*Data provided:*

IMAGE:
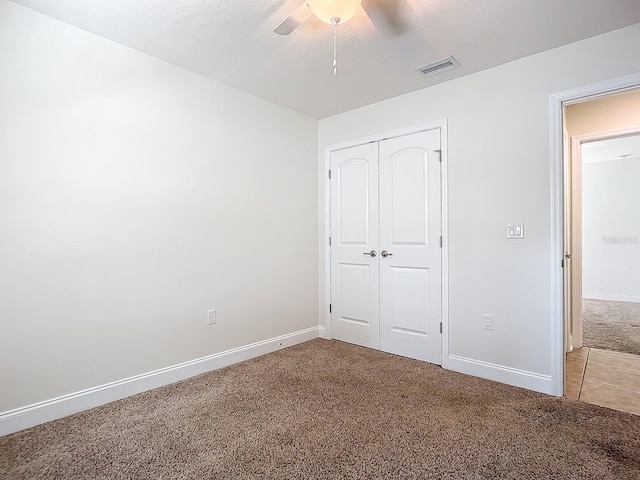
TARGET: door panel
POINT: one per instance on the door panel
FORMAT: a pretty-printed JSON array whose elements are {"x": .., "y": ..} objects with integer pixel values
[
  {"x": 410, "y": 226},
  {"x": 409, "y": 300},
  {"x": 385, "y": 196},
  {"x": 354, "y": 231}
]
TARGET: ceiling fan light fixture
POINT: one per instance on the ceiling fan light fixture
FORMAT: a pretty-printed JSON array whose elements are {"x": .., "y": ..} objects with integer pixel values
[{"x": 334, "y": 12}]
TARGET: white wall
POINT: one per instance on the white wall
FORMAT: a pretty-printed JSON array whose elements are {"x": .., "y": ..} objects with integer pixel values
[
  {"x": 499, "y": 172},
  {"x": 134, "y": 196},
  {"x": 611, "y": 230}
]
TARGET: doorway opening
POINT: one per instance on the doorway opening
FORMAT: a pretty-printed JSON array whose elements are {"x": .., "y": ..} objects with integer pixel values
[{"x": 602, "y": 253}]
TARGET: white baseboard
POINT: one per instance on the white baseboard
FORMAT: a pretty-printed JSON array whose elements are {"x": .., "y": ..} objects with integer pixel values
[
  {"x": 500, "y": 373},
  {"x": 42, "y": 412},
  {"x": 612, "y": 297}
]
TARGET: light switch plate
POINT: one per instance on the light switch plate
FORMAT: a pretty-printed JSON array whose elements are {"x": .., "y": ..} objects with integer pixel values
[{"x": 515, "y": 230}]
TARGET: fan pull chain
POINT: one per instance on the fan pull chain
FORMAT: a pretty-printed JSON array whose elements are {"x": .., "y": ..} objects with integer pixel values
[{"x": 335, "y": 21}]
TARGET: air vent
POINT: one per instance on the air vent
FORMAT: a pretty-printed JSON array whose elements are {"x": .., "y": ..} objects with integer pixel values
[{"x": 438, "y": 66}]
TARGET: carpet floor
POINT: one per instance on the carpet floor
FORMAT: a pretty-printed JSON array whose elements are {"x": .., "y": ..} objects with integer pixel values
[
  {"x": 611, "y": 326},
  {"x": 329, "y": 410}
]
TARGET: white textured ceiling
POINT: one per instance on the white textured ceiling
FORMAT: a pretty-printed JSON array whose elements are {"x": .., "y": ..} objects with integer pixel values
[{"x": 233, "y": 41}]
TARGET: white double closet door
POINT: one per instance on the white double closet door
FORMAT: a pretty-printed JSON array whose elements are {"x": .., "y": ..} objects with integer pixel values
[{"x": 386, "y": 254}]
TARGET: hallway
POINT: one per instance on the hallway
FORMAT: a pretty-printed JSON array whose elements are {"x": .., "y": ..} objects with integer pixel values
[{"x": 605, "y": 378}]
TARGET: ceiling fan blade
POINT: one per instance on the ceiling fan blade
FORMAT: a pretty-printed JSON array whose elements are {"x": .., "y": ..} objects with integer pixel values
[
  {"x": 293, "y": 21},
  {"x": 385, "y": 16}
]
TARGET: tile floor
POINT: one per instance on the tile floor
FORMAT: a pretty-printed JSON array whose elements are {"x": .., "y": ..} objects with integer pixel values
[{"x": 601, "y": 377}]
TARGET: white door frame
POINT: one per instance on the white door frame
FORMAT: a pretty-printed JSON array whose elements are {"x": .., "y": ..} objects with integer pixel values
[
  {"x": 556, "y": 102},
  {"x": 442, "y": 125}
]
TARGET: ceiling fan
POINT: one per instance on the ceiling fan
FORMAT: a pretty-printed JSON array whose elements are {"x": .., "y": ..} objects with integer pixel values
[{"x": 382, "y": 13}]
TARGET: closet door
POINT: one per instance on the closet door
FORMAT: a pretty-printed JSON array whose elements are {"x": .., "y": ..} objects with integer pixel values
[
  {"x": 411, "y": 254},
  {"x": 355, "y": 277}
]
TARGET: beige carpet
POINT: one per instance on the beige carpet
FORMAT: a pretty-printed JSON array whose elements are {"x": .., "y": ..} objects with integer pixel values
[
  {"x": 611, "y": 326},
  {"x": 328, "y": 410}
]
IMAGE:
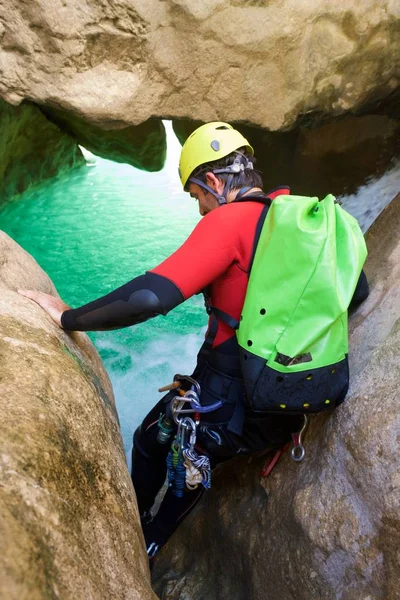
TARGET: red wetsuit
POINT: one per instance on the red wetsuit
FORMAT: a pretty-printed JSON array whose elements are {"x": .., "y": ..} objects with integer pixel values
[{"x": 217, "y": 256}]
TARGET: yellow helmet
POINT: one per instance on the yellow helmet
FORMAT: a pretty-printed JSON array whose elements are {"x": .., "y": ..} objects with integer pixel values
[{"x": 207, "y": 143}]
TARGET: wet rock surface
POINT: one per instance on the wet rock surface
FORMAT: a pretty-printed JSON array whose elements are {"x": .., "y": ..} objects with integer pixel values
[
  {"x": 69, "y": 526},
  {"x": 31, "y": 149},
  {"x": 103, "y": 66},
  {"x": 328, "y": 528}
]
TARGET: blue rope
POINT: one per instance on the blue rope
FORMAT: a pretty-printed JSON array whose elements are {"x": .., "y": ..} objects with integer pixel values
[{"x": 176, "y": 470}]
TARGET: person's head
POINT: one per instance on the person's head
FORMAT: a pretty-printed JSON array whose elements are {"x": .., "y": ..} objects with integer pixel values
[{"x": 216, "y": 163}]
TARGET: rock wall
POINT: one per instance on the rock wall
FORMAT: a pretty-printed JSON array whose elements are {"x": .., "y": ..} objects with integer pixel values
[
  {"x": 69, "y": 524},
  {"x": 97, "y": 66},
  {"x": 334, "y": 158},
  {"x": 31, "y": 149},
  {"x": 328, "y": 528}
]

*What to do:*
Return, from the entries, each line that holds "panel".

*Result of this exercise:*
TARGET: door panel
POINT: one per instance on the door panel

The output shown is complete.